### INSTRUCTIONS FOR THE TASK
The lines to extract start at the one containing "Category: evergreen shrub" and end with the last line; give them exactly and nothing more.

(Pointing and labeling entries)
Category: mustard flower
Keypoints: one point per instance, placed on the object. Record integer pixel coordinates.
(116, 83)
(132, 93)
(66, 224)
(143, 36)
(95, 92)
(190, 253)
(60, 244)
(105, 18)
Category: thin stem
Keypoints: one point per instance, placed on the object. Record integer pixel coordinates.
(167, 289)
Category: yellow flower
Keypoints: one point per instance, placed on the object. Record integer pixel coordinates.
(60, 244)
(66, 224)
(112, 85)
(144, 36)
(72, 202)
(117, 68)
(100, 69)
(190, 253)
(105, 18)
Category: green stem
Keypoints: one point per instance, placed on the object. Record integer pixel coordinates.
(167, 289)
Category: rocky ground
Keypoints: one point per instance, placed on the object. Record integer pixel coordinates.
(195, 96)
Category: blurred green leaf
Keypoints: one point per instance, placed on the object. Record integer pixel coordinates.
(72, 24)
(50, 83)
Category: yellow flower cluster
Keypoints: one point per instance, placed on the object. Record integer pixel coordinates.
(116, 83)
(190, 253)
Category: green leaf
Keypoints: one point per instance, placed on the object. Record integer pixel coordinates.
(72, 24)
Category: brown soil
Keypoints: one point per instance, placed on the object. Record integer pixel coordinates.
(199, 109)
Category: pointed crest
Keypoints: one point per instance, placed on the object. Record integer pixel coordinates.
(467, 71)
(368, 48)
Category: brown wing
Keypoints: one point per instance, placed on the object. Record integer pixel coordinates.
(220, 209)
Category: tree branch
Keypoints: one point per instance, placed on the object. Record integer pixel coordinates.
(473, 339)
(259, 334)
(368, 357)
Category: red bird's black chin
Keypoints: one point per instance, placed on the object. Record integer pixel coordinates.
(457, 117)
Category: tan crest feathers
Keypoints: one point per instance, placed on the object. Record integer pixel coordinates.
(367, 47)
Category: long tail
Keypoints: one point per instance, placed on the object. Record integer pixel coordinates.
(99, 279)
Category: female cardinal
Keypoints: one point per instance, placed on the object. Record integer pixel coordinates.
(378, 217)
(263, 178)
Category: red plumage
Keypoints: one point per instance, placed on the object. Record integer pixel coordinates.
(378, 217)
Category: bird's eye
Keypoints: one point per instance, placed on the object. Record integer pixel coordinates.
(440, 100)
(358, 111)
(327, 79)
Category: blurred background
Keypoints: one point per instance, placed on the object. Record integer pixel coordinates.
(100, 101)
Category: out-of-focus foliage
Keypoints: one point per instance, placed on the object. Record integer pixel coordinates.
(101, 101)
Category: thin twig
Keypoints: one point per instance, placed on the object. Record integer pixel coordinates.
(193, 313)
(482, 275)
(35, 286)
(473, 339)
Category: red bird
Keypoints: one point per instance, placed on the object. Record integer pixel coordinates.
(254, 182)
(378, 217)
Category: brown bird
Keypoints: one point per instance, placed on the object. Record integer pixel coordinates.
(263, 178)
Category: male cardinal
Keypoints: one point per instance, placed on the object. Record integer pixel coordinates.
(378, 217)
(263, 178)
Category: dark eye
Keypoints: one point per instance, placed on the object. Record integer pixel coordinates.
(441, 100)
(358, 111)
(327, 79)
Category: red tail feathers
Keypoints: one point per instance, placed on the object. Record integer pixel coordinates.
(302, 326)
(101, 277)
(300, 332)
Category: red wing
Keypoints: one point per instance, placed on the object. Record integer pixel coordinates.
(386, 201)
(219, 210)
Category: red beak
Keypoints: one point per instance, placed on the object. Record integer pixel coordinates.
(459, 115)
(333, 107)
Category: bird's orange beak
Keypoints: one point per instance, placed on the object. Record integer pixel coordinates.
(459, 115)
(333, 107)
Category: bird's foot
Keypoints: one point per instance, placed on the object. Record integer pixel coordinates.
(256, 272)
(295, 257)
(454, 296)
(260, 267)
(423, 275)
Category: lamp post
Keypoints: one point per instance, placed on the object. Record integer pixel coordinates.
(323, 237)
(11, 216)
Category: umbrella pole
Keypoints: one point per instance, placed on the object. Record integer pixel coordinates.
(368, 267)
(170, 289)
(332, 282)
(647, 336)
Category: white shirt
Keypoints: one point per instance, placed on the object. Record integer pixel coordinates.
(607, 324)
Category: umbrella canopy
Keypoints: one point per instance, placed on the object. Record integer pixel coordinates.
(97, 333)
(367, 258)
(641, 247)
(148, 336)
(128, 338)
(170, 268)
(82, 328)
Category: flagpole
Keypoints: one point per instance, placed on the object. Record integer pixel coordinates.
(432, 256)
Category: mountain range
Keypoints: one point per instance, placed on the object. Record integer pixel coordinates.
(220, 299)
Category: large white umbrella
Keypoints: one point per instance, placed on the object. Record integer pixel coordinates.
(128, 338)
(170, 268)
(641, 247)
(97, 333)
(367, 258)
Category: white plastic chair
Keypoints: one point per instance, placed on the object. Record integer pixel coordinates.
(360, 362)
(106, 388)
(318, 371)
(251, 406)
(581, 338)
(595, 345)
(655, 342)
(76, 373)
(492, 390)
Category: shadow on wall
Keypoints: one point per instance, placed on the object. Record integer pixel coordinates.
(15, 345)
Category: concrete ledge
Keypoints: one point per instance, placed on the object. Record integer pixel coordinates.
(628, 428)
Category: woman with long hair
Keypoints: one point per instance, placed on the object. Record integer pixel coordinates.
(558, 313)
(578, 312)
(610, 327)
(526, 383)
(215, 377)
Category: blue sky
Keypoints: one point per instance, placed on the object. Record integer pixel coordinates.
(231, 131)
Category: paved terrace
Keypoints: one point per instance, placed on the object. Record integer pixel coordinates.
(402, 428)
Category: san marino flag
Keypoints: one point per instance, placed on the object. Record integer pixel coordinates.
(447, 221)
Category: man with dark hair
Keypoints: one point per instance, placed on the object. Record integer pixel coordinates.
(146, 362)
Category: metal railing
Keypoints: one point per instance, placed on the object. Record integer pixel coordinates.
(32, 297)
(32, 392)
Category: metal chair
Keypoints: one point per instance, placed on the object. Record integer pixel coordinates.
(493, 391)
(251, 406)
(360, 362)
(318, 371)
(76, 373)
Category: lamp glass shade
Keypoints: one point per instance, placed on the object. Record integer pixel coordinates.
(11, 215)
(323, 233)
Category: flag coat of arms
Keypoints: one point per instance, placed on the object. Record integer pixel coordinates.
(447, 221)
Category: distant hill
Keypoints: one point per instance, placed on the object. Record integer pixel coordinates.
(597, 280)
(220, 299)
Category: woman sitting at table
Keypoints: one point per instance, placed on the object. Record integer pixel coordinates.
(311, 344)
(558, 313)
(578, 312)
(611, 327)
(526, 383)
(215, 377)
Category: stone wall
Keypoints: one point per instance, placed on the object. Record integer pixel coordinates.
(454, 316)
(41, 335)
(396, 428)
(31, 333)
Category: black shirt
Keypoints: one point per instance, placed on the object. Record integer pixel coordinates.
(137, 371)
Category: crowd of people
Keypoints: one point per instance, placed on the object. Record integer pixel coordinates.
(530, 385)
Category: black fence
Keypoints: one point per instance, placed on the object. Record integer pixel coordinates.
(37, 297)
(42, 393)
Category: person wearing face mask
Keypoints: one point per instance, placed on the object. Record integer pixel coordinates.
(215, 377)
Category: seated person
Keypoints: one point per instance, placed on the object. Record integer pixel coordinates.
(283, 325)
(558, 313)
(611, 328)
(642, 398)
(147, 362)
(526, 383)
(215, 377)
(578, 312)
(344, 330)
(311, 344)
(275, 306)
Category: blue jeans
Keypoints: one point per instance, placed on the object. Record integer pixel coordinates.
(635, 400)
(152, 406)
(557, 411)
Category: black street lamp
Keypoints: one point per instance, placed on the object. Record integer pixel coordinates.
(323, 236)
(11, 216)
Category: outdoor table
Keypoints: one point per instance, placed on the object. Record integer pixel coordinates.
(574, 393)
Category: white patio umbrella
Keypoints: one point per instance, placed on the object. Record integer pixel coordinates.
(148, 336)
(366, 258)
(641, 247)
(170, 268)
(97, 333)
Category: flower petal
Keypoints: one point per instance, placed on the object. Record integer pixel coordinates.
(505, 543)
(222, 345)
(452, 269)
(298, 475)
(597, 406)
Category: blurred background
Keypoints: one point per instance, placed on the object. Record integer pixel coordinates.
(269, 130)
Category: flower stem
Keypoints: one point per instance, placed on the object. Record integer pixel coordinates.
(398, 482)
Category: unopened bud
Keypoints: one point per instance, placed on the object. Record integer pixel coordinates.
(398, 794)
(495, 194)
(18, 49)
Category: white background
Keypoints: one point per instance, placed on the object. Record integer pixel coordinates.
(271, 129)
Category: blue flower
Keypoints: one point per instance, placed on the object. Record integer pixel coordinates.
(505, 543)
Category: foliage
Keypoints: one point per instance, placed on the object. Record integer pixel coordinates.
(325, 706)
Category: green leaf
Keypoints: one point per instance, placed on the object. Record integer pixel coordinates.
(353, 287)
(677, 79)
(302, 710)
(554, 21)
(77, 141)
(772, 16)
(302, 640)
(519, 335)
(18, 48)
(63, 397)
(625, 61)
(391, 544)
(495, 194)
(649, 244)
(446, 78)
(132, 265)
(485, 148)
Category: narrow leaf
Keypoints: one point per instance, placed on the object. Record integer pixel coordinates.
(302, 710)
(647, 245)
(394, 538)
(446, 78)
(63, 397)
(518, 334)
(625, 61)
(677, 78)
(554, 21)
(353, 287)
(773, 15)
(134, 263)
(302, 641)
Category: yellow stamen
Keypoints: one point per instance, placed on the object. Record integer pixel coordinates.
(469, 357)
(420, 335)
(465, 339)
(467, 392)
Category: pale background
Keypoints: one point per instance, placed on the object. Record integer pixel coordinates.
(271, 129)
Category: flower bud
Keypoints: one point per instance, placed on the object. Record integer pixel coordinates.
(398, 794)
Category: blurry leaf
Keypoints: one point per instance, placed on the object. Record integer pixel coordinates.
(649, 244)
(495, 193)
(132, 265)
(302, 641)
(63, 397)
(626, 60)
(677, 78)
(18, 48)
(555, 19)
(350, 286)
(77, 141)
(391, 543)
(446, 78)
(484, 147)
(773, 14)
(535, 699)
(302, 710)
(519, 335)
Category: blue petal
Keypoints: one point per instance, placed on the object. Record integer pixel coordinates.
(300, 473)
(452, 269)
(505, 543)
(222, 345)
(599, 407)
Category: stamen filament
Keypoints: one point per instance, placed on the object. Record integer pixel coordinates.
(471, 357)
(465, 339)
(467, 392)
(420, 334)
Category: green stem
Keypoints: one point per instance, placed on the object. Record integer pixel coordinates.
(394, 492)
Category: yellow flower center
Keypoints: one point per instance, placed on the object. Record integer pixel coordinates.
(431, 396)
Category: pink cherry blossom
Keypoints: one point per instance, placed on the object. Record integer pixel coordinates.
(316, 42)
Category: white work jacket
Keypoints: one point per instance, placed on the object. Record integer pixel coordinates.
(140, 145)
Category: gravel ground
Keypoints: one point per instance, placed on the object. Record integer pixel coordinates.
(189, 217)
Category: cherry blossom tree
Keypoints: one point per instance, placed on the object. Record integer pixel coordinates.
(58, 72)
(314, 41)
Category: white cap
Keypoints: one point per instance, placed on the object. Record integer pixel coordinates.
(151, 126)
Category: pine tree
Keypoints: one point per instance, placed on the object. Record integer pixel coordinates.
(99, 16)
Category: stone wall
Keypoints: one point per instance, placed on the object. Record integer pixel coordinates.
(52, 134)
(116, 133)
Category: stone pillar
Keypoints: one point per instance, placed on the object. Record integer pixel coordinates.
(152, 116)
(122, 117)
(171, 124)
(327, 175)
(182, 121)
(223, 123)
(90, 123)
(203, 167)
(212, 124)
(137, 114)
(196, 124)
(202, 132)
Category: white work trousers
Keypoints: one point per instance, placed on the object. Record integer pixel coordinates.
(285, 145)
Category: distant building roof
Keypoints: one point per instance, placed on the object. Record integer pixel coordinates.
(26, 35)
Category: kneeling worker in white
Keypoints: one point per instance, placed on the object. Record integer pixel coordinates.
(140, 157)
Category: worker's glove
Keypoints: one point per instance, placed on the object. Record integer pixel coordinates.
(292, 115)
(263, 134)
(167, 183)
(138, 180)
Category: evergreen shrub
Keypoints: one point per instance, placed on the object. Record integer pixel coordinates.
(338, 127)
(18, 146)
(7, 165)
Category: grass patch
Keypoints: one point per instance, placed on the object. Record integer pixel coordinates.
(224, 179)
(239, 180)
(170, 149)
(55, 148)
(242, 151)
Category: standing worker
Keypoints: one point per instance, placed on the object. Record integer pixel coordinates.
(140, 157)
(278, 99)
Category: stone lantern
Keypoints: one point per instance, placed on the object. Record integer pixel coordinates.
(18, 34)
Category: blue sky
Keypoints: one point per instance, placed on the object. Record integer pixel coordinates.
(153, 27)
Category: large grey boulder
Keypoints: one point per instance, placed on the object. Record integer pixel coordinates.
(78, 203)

### RESULT FOR THIS TASK
Category: evergreen shrub
Keypoints: one point per instance, placed on the object. Record integer pixel coordinates.
(338, 127)
(18, 146)
(7, 165)
Category: grass patch
Keypoints: one point per instance, placed on the object. Record integer pixel coordinates.
(224, 179)
(239, 180)
(170, 149)
(55, 148)
(242, 151)
Category: standing worker
Keypoints: one point per instance, placed on the object. Record integer pixel coordinates.
(140, 157)
(278, 99)
Category: stone lantern
Keypoints: one point per instance, placed on the object. Record integer pixel coordinates.
(18, 34)
Category: blue sky
Keypoints: one point per instance, placed on the object. Record integer pixel coordinates.
(153, 27)
Category: large grey boulder
Keypoints: one point per instance, placed on the object. Record integer pixel coordinates.
(78, 203)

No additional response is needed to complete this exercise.